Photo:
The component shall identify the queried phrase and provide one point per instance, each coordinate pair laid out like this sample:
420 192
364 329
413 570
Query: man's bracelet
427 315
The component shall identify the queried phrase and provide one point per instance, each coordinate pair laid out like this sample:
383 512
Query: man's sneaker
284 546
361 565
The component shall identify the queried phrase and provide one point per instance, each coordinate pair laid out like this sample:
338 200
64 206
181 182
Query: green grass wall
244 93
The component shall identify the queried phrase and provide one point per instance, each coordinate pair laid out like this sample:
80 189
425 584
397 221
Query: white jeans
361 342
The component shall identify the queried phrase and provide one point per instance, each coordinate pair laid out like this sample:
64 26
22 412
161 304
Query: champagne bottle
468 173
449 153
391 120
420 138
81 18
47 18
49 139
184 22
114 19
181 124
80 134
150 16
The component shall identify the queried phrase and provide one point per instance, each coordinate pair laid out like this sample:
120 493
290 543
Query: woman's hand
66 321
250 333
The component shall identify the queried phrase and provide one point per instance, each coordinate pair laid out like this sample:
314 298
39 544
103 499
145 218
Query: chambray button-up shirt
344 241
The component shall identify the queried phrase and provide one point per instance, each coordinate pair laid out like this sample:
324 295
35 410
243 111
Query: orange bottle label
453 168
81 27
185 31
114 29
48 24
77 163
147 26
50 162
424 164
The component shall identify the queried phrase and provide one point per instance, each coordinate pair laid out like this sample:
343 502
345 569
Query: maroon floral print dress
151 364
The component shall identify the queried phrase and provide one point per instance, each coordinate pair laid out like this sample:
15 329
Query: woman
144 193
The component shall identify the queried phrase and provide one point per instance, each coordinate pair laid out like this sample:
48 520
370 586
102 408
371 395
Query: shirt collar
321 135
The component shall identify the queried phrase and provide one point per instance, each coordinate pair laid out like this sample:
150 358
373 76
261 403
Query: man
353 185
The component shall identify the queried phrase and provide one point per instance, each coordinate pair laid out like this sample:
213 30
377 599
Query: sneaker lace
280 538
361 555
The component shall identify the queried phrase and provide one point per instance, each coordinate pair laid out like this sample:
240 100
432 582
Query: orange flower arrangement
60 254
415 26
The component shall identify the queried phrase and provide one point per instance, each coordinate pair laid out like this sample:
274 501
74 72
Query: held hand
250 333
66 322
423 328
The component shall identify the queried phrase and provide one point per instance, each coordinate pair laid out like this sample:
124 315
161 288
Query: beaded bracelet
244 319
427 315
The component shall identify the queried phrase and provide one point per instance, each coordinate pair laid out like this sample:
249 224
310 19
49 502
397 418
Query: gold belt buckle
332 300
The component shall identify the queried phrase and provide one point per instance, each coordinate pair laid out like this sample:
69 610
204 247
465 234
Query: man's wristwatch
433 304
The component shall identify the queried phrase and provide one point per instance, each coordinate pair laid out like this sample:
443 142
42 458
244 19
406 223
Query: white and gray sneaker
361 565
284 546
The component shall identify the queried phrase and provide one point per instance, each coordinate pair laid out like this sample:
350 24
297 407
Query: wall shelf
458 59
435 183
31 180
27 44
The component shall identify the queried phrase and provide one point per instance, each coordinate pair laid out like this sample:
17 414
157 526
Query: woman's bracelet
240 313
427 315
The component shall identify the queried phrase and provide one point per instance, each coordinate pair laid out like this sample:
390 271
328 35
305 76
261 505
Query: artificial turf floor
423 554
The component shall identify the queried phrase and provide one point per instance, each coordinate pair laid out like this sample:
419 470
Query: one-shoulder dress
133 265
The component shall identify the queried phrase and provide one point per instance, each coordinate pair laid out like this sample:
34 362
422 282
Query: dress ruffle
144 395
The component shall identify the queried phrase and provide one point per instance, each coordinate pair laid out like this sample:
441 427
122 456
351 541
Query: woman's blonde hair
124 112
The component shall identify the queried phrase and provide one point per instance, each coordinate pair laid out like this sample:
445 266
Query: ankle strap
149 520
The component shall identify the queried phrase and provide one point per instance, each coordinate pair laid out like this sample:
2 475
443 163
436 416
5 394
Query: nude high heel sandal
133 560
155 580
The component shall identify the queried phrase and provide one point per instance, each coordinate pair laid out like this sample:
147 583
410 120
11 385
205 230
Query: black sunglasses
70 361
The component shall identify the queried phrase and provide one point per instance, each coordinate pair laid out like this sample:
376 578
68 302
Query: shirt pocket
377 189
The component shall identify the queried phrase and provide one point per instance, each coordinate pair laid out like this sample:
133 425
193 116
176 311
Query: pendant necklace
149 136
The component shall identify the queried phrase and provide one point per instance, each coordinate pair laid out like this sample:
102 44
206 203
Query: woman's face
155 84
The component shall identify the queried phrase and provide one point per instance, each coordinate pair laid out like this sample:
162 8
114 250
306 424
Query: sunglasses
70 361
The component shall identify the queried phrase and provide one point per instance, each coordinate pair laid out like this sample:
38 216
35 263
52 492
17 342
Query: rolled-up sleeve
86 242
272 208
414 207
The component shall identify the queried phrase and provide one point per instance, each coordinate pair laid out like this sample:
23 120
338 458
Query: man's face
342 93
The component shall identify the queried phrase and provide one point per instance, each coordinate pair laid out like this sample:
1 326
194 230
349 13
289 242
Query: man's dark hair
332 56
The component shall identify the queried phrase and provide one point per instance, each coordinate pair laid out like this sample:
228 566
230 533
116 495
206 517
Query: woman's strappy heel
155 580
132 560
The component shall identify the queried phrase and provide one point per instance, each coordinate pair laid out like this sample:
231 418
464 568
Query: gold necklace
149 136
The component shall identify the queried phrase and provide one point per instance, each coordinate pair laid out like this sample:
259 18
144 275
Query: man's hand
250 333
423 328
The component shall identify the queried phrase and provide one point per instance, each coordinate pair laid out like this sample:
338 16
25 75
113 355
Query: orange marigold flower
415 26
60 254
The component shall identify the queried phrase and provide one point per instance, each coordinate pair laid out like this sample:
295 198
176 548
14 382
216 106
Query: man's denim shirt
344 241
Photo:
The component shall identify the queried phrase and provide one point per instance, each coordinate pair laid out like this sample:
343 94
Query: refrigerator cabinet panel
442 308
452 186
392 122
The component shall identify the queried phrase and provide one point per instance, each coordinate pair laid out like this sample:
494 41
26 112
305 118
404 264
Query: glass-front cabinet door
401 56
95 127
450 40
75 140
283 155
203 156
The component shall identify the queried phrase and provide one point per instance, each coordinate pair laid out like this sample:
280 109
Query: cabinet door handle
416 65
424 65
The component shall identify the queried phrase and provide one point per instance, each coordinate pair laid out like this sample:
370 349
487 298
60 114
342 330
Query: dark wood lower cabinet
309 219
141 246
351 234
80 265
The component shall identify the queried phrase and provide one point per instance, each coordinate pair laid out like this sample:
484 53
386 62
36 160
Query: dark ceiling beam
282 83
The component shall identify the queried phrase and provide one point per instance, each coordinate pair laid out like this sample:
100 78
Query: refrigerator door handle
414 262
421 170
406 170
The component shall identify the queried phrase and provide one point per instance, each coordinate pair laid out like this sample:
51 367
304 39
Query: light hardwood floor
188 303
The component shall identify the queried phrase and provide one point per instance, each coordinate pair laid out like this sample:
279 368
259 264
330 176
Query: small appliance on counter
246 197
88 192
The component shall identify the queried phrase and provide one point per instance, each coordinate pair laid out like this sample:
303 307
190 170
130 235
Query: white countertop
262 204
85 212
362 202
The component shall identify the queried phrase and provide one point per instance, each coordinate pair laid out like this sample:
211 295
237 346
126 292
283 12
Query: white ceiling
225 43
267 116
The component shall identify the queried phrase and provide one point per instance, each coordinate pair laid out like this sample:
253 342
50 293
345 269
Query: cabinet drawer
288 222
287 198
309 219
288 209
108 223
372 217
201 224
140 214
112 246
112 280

==

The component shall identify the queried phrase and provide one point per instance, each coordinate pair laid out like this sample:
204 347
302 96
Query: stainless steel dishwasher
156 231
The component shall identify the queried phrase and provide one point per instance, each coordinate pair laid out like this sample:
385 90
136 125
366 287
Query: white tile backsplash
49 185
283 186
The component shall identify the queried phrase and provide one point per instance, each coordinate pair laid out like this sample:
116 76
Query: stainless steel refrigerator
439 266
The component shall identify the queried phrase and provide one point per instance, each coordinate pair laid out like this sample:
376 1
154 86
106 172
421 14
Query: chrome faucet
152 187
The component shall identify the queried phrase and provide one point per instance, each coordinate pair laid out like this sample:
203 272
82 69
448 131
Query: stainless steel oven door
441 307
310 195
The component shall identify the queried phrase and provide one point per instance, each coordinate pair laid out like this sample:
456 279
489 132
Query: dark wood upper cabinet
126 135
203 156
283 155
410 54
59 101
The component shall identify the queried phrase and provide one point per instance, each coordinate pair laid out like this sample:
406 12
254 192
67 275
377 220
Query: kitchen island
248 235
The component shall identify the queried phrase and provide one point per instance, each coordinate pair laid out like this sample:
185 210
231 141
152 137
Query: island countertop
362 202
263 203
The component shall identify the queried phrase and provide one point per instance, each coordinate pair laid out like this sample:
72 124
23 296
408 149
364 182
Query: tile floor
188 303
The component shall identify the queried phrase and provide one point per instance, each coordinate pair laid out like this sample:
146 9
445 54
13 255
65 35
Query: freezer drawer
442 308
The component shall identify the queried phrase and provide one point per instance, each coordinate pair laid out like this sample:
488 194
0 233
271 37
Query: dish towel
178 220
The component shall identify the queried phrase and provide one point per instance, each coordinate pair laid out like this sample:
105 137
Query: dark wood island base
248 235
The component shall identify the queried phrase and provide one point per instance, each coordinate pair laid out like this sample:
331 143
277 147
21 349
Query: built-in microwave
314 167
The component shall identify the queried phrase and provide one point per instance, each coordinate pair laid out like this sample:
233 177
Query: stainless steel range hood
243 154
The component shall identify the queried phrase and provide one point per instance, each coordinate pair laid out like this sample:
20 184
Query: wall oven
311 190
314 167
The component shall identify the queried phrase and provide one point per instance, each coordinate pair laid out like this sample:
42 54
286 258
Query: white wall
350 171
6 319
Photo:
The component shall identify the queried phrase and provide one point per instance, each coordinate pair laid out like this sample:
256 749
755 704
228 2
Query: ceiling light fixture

→ JOB: Return every line above that contains the word "handle".

→ EXERCISE RESULT:
Query: cabinet door handle
Query: refrigerator door handle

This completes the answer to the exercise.